Comprueba lo leído:
1. Contesta según el texto:
(a) ¿Cuántos años se mencionan al comienzo?
(b) ¿Por qué medio piensa enviar los textos quien escribe?
(c) ¿Qué clases da quien escribe los miércoles?
2. Edita el tramo del texto desde "sábado, 4 de" hasta "de los miércoles.", poniendo "sillón" en lugar de "sofá".
3. En una a tres oraciones, explica por qué, según el texto, quien escribe dice "Aquí lo dejo".

Tirandillo

Tirandillo
Diez años justos de garambainas. No está mal. Aquí lo dejo para explorar otras formas de correspondencia. Mi intención es reunir una o dos veces al año textos parecidos a los que he venido publicando aquí, y enviarlos por correo postal. Para recibirlos —gratis, mientras pueda permitírmelo—, envíame tus señas a la dirección siguiente:

Nos seguimos leyendo.

sábado, 4 de abril de 2020

Nuestro gastronauta llega al final de su cuarentena metido en su jakuzzi, comiendo pelos como un gato. Kathleen ya no puede sino arrastrarse de la cama a la silla, y de la silla a la cama, como un león marino. Después de comer se pone los auriculares y se tumba en el sofá, con la esperanza de echar una cabezada. Yo despejo la mesa del comedor, me atuso los pelos y me pongo a dar mis clases virtuales de los miércoles.

Sección de datos:
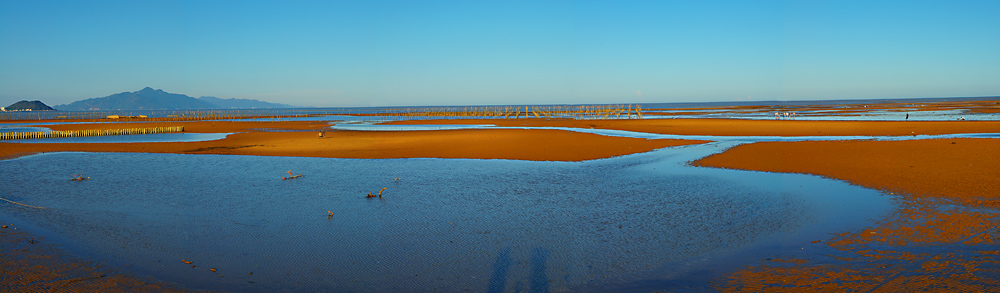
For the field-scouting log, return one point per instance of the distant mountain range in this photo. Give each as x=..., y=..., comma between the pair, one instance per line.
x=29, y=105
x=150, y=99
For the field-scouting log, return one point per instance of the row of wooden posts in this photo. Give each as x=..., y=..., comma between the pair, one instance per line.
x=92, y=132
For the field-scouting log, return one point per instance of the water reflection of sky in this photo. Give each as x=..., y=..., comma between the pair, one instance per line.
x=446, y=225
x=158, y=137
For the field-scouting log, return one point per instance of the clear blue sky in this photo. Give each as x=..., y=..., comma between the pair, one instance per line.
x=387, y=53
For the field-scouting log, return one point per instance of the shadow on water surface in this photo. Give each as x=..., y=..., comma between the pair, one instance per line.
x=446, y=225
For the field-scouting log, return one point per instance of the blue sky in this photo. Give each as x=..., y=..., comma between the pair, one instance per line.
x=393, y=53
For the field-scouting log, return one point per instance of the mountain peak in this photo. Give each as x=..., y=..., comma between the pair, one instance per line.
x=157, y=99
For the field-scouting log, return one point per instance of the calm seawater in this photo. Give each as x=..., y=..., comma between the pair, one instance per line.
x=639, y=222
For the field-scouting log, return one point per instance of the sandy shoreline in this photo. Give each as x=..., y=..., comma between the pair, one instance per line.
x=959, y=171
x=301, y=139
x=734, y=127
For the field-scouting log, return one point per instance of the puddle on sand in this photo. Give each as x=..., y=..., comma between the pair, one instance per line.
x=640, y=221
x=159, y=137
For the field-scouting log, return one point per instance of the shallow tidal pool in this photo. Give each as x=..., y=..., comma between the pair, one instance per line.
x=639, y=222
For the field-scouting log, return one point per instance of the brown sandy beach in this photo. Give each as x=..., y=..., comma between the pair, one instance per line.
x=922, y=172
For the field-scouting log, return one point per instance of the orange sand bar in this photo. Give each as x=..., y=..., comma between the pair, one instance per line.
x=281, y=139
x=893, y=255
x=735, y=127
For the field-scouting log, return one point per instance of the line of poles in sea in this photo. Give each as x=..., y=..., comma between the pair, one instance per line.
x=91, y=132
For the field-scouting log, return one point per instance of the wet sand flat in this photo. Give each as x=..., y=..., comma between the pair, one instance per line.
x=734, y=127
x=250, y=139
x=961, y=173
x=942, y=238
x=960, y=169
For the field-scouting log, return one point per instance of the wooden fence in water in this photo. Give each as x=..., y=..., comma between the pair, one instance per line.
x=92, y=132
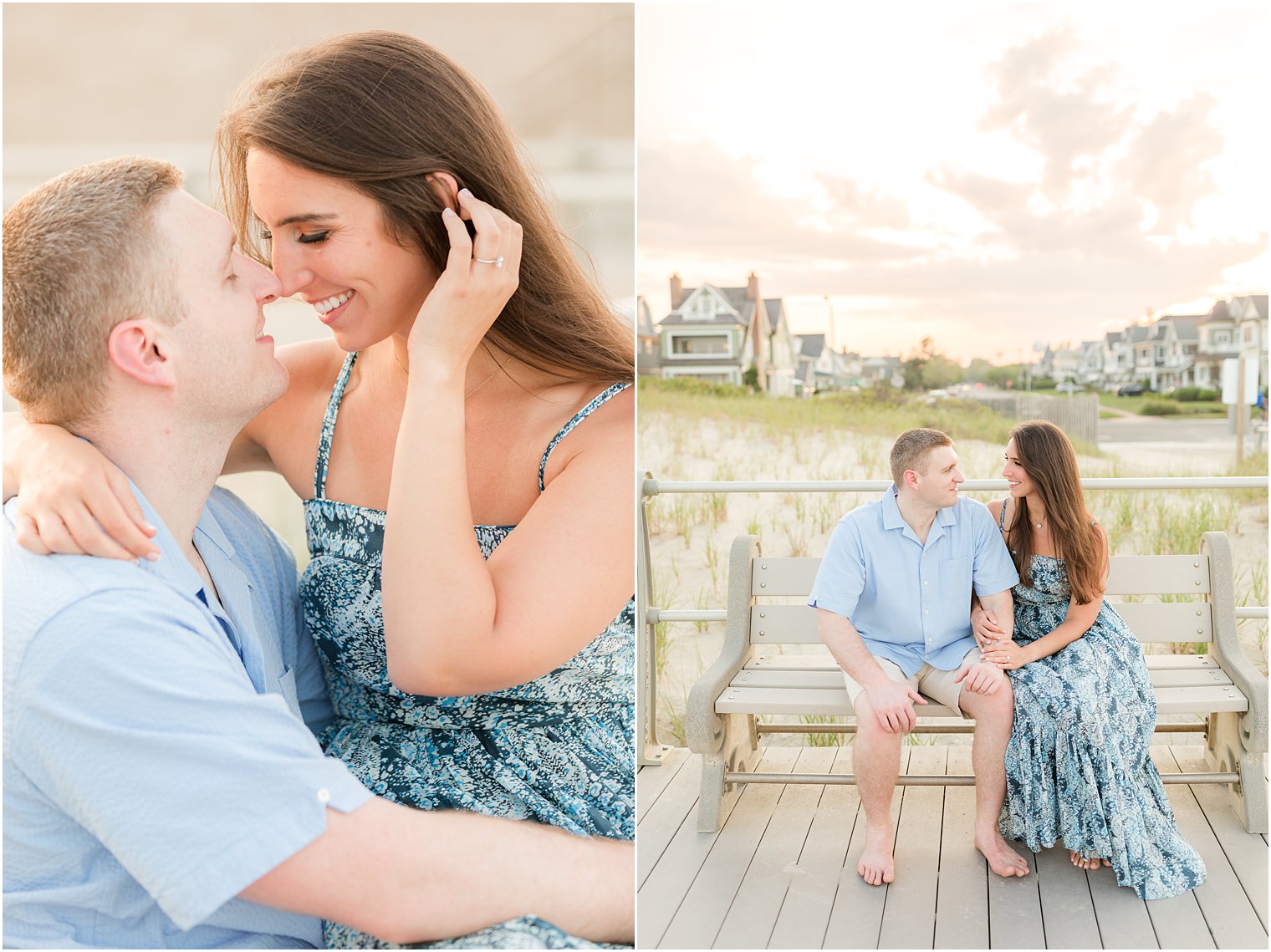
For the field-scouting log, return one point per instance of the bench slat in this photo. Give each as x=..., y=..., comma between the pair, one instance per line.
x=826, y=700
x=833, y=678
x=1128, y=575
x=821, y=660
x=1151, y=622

* * *

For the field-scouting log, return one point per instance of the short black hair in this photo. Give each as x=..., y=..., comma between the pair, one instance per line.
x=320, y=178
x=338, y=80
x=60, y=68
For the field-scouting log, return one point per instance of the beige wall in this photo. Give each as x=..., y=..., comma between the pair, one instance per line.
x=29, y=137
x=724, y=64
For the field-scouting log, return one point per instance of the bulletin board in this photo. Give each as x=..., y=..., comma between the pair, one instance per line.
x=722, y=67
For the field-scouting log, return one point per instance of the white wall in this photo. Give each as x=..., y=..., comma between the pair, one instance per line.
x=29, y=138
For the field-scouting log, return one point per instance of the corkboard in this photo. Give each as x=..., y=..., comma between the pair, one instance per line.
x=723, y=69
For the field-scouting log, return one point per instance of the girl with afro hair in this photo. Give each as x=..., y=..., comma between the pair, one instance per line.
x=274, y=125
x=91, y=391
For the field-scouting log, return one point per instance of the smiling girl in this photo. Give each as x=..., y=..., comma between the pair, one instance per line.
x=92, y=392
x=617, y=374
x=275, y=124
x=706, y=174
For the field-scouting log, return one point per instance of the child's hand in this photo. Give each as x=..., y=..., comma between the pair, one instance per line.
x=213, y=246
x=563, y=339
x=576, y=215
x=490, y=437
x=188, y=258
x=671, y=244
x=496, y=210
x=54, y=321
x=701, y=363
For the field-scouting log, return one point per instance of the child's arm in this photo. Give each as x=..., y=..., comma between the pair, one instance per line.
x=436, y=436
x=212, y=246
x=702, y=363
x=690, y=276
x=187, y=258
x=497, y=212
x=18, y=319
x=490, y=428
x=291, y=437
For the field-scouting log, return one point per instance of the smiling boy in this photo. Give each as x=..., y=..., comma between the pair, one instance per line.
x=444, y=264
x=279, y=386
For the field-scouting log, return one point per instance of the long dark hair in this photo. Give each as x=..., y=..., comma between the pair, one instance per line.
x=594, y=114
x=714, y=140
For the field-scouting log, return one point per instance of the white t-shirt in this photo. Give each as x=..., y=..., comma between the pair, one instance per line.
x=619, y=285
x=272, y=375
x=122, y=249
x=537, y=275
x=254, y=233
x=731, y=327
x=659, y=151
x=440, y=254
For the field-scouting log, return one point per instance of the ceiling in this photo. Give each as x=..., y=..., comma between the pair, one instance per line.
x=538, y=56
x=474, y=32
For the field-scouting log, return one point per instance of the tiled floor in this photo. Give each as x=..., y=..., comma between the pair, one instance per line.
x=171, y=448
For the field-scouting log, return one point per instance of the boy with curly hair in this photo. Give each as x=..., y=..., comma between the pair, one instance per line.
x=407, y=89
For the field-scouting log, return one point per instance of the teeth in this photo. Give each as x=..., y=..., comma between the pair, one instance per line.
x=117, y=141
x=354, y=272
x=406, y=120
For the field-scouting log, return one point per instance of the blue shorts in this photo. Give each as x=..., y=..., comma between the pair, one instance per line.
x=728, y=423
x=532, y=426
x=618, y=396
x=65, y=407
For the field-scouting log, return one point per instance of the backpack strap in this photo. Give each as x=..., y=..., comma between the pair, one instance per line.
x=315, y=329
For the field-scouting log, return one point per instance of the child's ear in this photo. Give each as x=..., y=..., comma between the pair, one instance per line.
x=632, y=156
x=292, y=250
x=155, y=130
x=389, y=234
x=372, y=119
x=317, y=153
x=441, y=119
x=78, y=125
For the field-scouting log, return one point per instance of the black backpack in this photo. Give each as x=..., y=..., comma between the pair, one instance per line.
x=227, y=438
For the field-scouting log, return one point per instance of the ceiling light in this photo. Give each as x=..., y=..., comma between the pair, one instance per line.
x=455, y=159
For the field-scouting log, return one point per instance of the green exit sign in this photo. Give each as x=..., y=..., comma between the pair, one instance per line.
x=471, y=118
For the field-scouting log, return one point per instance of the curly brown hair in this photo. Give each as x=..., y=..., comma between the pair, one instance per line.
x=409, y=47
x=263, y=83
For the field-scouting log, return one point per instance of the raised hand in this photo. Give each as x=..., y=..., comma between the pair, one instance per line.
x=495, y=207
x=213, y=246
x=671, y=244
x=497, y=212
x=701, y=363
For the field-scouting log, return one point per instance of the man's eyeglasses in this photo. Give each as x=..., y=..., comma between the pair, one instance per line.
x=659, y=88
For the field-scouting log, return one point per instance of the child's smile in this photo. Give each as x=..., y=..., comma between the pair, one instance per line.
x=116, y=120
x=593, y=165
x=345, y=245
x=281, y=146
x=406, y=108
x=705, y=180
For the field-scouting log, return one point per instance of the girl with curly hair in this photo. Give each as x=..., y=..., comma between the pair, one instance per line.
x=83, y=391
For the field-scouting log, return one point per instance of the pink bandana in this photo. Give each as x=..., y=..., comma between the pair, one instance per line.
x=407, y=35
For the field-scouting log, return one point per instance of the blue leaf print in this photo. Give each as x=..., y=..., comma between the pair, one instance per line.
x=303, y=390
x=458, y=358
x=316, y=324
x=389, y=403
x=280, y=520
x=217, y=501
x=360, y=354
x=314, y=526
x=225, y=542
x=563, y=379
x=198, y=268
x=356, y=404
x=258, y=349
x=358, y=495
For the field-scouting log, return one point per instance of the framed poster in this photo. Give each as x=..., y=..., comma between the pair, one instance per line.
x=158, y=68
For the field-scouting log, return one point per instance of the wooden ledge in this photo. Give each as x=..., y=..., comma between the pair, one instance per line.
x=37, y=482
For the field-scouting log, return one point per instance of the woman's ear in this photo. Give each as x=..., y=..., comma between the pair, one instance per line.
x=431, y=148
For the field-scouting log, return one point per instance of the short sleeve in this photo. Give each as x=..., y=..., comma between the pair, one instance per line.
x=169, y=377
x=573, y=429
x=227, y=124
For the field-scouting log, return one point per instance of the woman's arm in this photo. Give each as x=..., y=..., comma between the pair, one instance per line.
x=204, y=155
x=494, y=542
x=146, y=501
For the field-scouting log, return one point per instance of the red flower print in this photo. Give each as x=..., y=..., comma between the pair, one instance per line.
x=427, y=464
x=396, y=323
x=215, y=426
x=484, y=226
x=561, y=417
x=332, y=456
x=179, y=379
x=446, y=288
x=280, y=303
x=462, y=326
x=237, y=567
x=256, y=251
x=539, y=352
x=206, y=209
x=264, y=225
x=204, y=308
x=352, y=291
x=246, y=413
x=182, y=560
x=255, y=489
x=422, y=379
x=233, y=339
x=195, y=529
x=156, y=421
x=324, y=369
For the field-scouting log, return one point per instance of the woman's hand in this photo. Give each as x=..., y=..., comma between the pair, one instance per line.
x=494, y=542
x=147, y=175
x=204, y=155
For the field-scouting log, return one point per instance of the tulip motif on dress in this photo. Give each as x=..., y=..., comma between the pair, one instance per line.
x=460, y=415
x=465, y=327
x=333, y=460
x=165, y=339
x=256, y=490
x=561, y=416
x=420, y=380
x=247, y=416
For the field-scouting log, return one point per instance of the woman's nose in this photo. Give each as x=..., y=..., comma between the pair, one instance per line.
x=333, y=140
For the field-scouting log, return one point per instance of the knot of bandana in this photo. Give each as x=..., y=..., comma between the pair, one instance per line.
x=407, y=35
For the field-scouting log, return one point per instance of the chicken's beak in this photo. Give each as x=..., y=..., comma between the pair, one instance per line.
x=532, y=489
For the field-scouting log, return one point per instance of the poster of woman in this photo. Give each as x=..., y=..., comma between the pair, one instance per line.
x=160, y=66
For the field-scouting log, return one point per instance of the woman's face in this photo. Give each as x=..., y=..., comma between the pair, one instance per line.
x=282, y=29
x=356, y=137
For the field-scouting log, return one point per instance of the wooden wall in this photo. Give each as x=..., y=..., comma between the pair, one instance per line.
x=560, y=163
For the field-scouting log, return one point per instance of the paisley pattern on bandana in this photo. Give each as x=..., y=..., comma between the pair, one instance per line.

...

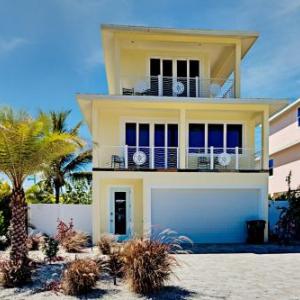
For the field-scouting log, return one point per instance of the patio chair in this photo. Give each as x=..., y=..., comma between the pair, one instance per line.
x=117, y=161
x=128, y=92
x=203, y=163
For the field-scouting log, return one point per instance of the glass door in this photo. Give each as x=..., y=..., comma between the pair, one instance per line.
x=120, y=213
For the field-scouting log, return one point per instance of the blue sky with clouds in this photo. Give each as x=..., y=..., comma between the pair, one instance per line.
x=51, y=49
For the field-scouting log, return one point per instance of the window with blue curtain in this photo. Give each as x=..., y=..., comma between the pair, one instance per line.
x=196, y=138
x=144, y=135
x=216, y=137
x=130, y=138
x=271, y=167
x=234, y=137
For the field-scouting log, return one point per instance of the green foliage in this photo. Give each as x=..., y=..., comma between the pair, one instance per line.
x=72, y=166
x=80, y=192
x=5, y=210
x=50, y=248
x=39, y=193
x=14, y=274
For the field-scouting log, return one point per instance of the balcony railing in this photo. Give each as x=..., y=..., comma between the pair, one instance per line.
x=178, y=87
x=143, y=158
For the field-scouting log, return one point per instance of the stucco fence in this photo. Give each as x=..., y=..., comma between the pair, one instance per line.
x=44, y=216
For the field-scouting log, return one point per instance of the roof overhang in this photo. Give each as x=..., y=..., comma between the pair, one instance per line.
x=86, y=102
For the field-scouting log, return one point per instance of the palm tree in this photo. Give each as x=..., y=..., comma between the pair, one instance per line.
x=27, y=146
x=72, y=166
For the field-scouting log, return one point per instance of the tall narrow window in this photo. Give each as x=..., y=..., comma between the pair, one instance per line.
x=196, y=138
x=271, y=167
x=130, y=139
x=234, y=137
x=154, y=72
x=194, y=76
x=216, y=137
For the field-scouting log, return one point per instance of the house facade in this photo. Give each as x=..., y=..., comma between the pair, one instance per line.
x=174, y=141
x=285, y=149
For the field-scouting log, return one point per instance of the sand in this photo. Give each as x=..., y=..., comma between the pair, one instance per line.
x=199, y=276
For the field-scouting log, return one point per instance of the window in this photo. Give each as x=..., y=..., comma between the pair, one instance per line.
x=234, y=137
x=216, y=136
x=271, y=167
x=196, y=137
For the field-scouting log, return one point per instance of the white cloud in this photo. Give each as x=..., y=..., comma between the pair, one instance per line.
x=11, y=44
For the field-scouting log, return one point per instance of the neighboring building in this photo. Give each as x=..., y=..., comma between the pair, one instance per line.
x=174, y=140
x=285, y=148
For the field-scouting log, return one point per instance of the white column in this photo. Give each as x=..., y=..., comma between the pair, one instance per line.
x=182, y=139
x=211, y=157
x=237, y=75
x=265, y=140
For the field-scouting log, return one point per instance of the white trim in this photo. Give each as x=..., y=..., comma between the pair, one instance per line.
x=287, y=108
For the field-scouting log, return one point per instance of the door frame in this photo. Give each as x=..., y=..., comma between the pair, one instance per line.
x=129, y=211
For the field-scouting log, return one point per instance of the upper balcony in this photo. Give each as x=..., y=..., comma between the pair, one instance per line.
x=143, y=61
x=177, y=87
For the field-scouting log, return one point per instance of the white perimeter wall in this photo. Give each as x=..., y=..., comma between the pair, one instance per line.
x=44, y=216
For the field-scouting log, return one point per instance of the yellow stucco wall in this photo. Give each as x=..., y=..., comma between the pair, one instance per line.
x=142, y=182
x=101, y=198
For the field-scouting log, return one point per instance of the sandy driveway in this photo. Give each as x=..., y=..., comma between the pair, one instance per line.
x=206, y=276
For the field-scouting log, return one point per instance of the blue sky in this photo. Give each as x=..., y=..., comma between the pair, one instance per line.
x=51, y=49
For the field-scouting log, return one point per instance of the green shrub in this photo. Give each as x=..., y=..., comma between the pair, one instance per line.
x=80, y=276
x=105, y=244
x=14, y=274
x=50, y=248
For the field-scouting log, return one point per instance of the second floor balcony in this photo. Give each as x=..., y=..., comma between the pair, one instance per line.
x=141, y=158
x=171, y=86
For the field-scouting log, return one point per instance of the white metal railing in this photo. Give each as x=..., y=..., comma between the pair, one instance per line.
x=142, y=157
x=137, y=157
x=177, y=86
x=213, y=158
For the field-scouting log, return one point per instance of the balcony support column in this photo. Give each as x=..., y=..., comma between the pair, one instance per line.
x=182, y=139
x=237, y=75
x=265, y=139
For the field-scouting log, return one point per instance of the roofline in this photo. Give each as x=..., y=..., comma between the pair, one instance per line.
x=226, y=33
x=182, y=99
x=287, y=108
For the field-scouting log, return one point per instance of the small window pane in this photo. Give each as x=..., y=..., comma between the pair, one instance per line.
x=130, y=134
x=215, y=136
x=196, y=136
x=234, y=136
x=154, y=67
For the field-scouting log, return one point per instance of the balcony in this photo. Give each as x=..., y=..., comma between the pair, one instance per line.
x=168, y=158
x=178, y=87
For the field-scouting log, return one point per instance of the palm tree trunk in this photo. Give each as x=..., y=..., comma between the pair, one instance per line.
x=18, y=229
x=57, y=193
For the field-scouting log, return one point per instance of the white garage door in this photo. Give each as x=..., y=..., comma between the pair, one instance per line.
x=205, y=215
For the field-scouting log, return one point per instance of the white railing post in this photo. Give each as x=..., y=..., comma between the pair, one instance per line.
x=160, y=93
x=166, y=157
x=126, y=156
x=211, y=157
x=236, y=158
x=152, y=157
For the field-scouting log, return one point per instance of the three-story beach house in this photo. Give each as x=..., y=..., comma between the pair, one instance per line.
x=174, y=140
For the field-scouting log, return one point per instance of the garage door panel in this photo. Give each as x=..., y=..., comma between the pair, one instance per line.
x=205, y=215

Soluciones:
1.
(a) Diez años justos.
(b) Por correo postal.
(c) Clases virtuales.

2.
sábado, 4 de abril de 2020

Nuestro gastronauta llega al final de su cuarentena metido en su jakuzzi, comiendo pelos como un gato. Kathleen ya no puede sino arrastrarse de la cama a la silla, y de la silla a la cama, como un león marino. Después de comer se pone los auriculares y se tumba en el sillón, con la esperanza de echar una cabezada. Yo despejo la mesa del comedor, me atuso los pelos y me pongo a dar mis clases virtuales de los miércoles.

3. Lo deja para explorar otras formas de correspondencia. Quiere reunir una o dos veces al año textos parecidos a los que ha venido publicando allí y enviarlos por correo postal.